Refresh solver architecture comment for the optimized design

The module header still described a fixed 32-byte slot, a serial partition, and a "not yet taken" radix scatter. Update it to reflect the current memory-traffic- oriented design: parallel counting-sort partition_top, keys_part/keys_sorted to make the key reads sequential, narrowing per-round packed slots with a masked store, and the remaining slot-gather floor (with the note that the full payload radix scatter was evaluated and loses on the wide early rounds). Comment-only. Co-Authored-By: Claude Opus 4.8 (1M context) <noreply@anthropic.com>
2026-06-06 11:48:29 -04:00
parent 1b4a2a4dd9
commit 8a9d98a21d
1 changed files with 19 additions and 11 deletions
@@ -131,23 +131,31 @@ fn leaf_row(base: &State, idx: u32) -> Row {
 // histogram that has to be zeroed, scatter-filled, and cloned every round). Two
 // entries can collide only when their *whole* leading block matches, so they
 // always land in the same partition — making the partitions independent
-// collision domains that are processed in parallel across the rayon pool the
-// single CPU worker otherwise leaves idle.
+// collision domains processed in parallel across the rayon pool.

Goal of the exercise: Repeat the commit text above in full, with no changes.

Dataset content:
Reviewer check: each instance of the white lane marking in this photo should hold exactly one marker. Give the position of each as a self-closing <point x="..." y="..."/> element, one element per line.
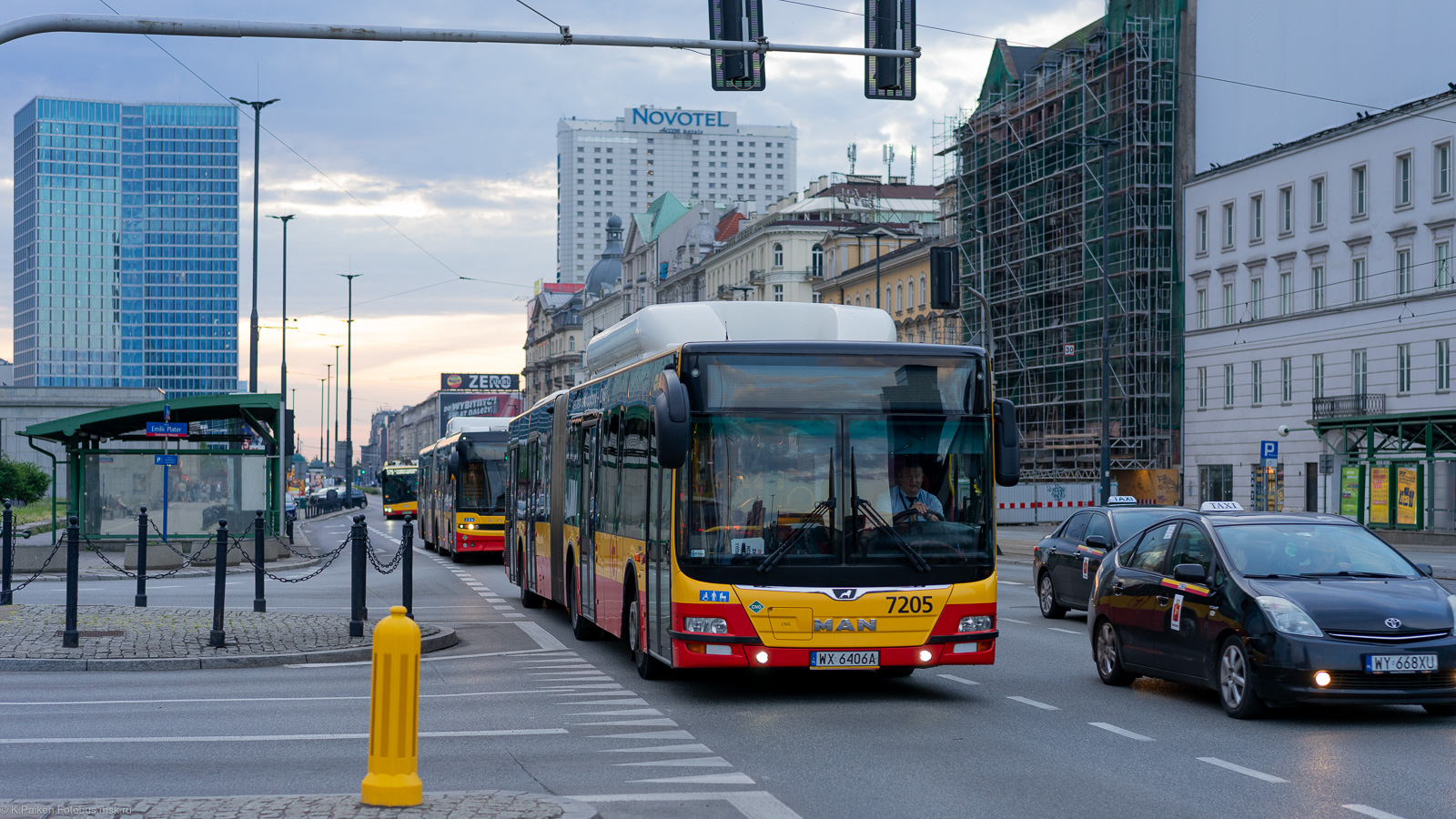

Result:
Refresh solver architecture comment for the optimized design

The module header still described a fixed 32-byte slot, a serial partition, and a "not yet taken" radix scatter. Update it to reflect the current memory-traffic- oriented design: parallel counting-sort partition_top, keys_part/keys_sorted to make the key reads sequential, narrowing per-round packed slots with a masked store, and the remaining slot-gather floor (with the note that the full payload radix scatter was evaluated and loses on the wide early rounds). Comment-only. Co-Authored-By: Claude Opus 4.8 (1M context) <noreply@anthropic.com>
2026-06-06 11:48:29 -04:00
parent 1b4a2a4dd9
commit 8a9d98a21d
1 changed files with 19 additions and 11 deletions
@@ -131,23 +131,31 @@ fn leaf_row(base: &State, idx: u32) -> Row {
 // histogram that has to be zeroed, scatter-filled, and cloned every round). Two
 // entries can collide only when their *whole* leading block matches, so they
 // always land in the same partition — making the partitions independent
-// collision domains that are processed in parallel across the rayon pool the
-// single CPU worker otherwise leaves idle.
+// collision domains processed in parallel across the rayon pool.